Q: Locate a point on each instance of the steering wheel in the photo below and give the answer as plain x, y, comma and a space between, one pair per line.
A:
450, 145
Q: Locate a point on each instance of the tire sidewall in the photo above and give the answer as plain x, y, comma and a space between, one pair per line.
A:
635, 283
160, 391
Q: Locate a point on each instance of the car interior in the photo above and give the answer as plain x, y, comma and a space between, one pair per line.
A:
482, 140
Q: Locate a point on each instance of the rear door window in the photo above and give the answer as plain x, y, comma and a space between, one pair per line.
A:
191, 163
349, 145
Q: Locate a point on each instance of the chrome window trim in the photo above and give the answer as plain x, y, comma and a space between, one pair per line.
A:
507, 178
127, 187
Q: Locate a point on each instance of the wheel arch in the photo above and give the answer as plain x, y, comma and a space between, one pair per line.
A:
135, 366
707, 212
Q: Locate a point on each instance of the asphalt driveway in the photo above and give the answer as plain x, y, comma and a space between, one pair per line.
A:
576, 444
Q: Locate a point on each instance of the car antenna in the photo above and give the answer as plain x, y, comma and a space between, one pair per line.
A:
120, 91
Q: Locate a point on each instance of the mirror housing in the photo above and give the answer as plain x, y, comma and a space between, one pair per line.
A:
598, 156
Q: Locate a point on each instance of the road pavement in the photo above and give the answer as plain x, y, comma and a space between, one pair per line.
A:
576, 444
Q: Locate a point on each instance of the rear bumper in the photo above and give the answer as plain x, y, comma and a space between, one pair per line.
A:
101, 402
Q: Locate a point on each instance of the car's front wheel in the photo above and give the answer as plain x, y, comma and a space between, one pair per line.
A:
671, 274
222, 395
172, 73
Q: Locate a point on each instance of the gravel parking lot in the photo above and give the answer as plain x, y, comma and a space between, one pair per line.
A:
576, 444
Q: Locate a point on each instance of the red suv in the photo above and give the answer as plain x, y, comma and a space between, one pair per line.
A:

=====

=== THE PROBLEM ===
Reproduce, exactly and with nothing added, the lines from the one that includes "Q: Locate a point on each instance of the car's" through the last line of the material.

=== SOLUTION BELOW ===
Q: Locate a point on each instance of the car's front wheel in the photo above and give the answer as plain x, y, comma and a space between, one pair per line.
A:
671, 274
222, 395
172, 73
Q: Locate a point on each instance of the gravel parking lot in the photo above and give the answer as plain x, y, comma and a space between, one pair per line.
A:
576, 444
Q: Locate a point on each instance of the red suv in the photo above and give the answer as plain x, y, comma and a space between, one pair per line.
A:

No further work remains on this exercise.